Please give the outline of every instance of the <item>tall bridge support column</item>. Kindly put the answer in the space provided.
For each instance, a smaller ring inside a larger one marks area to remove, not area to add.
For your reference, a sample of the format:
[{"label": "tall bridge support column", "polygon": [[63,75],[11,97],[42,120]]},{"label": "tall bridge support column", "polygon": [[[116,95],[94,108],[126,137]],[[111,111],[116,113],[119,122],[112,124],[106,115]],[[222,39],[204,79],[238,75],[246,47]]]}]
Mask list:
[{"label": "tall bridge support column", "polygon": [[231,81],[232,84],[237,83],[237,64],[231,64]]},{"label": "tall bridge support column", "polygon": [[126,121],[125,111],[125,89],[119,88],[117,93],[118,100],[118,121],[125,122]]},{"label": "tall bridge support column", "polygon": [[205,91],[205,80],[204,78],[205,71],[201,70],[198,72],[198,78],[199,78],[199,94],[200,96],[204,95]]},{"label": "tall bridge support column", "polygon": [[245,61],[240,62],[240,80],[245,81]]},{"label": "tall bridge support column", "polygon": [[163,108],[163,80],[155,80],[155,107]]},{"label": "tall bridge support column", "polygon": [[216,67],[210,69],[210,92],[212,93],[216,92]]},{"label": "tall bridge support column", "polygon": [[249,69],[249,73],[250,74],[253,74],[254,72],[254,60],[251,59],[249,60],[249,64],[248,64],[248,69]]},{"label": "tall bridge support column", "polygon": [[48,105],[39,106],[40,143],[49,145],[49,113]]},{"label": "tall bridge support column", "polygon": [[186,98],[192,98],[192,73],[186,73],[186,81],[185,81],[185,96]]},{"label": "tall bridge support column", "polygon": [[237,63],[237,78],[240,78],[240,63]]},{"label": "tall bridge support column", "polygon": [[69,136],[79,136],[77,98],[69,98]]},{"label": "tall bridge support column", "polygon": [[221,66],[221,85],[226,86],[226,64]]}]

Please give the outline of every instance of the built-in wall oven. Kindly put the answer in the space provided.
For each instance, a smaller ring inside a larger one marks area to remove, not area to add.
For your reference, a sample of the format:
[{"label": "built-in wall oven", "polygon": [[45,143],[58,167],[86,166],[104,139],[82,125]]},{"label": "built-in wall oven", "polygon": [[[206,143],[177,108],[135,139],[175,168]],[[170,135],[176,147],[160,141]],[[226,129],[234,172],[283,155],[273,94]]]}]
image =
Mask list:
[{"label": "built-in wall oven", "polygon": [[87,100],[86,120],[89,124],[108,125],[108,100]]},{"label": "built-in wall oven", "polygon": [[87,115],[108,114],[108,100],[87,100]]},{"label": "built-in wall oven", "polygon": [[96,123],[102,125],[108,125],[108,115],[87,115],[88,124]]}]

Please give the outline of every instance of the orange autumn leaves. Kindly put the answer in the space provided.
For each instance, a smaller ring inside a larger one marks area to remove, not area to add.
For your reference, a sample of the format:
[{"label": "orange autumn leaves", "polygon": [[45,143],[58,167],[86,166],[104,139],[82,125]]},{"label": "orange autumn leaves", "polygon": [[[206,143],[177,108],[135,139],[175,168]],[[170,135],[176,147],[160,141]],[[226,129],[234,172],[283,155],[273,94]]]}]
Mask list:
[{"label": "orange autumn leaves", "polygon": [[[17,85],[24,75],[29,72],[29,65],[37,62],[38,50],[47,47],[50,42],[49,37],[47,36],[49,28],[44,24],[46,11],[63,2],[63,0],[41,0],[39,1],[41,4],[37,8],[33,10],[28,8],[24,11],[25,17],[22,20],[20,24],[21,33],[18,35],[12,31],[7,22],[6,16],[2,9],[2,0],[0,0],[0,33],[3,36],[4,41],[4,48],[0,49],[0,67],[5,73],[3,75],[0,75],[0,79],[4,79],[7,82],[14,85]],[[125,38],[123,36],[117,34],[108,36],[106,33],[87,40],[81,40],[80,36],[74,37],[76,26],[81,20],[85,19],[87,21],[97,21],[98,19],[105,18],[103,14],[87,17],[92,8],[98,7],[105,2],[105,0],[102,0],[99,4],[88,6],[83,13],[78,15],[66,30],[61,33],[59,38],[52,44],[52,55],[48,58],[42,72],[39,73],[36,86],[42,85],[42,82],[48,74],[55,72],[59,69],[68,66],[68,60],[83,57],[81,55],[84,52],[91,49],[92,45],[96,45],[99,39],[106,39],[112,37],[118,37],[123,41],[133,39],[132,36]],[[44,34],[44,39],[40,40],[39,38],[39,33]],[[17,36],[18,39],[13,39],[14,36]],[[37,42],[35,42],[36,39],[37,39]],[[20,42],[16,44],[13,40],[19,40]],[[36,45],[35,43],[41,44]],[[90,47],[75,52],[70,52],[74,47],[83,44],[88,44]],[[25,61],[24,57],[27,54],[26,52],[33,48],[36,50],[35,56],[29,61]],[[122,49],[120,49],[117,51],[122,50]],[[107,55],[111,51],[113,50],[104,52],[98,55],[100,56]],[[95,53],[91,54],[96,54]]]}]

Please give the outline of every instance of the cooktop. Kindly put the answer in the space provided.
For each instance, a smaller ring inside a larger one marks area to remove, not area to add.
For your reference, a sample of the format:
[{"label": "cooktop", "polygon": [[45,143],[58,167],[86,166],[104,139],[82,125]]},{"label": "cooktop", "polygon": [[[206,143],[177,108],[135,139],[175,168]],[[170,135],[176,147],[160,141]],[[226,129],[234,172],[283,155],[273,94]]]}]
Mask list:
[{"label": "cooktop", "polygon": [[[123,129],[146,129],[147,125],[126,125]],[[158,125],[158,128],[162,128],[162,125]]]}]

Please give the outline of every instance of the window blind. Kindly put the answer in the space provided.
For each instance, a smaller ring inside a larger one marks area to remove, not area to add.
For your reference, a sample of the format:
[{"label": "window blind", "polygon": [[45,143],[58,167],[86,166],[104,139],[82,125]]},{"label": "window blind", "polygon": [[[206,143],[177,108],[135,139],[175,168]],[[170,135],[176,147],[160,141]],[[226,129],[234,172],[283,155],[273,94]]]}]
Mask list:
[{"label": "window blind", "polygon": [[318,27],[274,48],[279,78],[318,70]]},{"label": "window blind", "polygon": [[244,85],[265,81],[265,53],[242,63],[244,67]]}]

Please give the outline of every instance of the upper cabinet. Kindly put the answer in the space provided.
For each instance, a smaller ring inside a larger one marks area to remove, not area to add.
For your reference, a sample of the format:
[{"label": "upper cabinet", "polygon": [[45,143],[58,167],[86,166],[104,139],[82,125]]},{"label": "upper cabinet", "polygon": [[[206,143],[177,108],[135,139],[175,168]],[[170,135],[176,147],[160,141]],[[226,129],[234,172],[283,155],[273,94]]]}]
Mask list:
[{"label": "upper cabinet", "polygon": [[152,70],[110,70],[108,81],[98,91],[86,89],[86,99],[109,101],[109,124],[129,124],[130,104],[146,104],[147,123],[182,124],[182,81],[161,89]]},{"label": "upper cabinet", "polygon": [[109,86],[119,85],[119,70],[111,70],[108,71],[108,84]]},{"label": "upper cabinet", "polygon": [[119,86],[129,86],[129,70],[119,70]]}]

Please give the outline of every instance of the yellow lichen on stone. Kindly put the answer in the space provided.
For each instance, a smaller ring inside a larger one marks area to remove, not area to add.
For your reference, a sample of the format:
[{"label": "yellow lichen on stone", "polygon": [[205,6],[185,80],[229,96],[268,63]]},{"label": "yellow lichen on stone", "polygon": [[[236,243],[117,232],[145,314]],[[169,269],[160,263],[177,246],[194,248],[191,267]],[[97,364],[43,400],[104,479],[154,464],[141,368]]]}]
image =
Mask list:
********
• Objetivo:
Extrae sin ningún cambio las líneas que van desde la que contiene "Please give the outline of every instance of the yellow" hasta el final de las filas, ambos extremos incluidos.

• Respuesta:
Please give the outline of every instance of the yellow lichen on stone. Kindly put the answer in the space provided.
For each instance, a smaller ring inside a larger one marks area to remove, not area to add.
For your reference, a sample of the format:
[{"label": "yellow lichen on stone", "polygon": [[205,6],[185,80],[229,96],[268,63]]},{"label": "yellow lichen on stone", "polygon": [[[236,243],[117,232],[145,314]],[[169,269],[160,263],[177,246],[194,248],[191,267]],[[97,364],[43,400],[104,479],[154,464],[141,368]]]}]
image =
Mask list:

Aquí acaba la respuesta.